Stored data entries:
^^^^^^^^^^^^^^^^
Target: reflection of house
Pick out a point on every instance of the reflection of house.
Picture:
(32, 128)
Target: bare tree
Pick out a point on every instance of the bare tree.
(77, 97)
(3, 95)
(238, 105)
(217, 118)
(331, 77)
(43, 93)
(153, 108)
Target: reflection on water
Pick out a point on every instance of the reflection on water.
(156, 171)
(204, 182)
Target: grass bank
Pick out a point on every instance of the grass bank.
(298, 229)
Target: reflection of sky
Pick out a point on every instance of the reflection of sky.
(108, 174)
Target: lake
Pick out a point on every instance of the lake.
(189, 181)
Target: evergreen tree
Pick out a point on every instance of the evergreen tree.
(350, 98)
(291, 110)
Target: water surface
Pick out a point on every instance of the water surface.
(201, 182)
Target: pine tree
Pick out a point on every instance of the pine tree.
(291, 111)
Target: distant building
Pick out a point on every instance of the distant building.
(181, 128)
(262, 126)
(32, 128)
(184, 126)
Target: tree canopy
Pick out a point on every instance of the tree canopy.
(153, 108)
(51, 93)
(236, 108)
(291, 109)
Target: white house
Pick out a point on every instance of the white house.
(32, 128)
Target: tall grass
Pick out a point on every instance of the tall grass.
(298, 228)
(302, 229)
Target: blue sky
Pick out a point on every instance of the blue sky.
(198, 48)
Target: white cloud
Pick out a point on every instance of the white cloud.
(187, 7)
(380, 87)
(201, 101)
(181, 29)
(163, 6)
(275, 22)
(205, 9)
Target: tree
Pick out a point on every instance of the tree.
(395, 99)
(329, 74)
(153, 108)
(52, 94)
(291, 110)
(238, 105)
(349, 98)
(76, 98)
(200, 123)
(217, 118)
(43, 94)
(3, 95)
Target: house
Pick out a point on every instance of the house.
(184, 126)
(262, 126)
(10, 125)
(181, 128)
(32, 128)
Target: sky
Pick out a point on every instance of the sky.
^^^^^^^^^^^^^^^^
§ WHAT TO WORK ON
Can you write out, word for word, the part of the listing that starts with the line containing "Target: white house" and runs through the end of the listing?

§ WRITTEN REPLY
Target: white house
Pick out a point on every instance of the white house.
(32, 128)
Target: tall grass
Pick out a point on every instance of the tall grass.
(298, 228)
(302, 229)
Target: blue sky
Pick out a point on every instance of the blue sky.
(198, 48)
Target: white cloud
Pick out a point on every instance of the white cloud.
(187, 7)
(380, 87)
(201, 101)
(181, 29)
(163, 6)
(275, 22)
(205, 9)
Target: tree
Pick out a point on every instance of the tree.
(395, 99)
(329, 74)
(153, 108)
(52, 94)
(291, 110)
(238, 105)
(349, 98)
(76, 98)
(200, 123)
(217, 118)
(43, 94)
(3, 95)
Target: house
Pick out a point on every instance of the house.
(184, 126)
(262, 126)
(10, 125)
(181, 128)
(32, 128)
Target: sky
Pick out a point on every instance of the sky.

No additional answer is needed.